***** Page extract *****

Parental Advice - The following feature contains explicit content.

TRADITIONAL VALUES

[Dream target date -February 1997]

Sunday evening television has traditionally been the domain of highbrow culture. Most of it a little too highbrow for my liking, though just occasionally London Weekend's 'Southbank Show' would cover a contemporary artist, then I'd tune-in!

In February 97 a two-part programme hosted by Melvyn Bragg featured the contemporary art partnership Gilbert & George, two of my favourite artists.

Posturing in tailored suits, the two elderly gentlemen waxed lyrical over their huge photomontages. I found their naive approach to bodily fluids both amusing and anachronistic. To hear George pronouncing obscenities in his plummy English accent was like hearing a headmaster say a rude word. It was refreshing to laugh along with them and reminded me of the schoolboy humour perpetuated by Chris Richards and myself when we were at art college - Irreverent and deeply personal, our lurid and sometimes sick anecdotes could be quite shocking and had little relevance beyond the boundary of our insular world. But even back in those days, we appreciated the shock-value of our art.

External Wallpaper
External wallpaper
Nottingham 1981

In 1981 Chris and I presented a slideshow to student audiences in Leeds and Nottingham. These pictures taken on demolition sites around Radford, Nottingham, depicted garish bedroom wallpapers, exposed to the outside world. The crumbling terraces had seen families come and go, and we imagined that the bedroom wallpaper had witnessed a great deal of sexual activity. This lead to overtly offensive picture titles such as 'All the fucking' which managed to upset a few members of our 'educated' audience who were unprepared for such directness.

MONUMENTAL SHIT

Such presentations would never have gone down well in our native communities either. Likewise, Gilbert and George's monumental 'shit, piss and spunk' photomontages could only exist within the hallowed walls of an art gallery.

I recall seeing an exhibition by Gilbert and George at the Hayward Gallery in the mid-eighties and connected with it immediately. The walls were covered in formalised photographic panels, glossy flat colours, full length self-portraits, nude male figures and obscene, sometimes fascist graffiti. The subject matter was unmistakably English, quite risque and like the Radford photographs, surprisingly beautiful.

***** Data segment *****

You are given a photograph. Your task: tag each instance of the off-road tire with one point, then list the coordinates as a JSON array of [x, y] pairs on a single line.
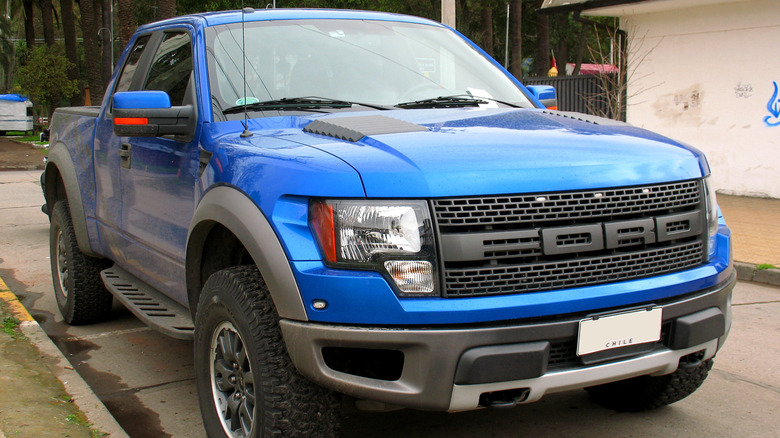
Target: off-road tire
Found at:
[[235, 301], [81, 296], [646, 392]]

*****

*Work to be completed:*
Rewrite everything from "Parental Advice - The" down to "then I'd tune-in!" in the piece about Gilbert & George, putting "refined" wherever "highbrow" appears.

*Written answer:*
Parental Advice - The following feature contains explicit content.

TRADITIONAL VALUES

[Dream target date -February 1997]

Sunday evening television has traditionally been the domain of refined culture. Most of it a little too refined for my liking, though just occasionally London Weekend's 'Southbank Show' would cover a contemporary artist, then I'd tune-in!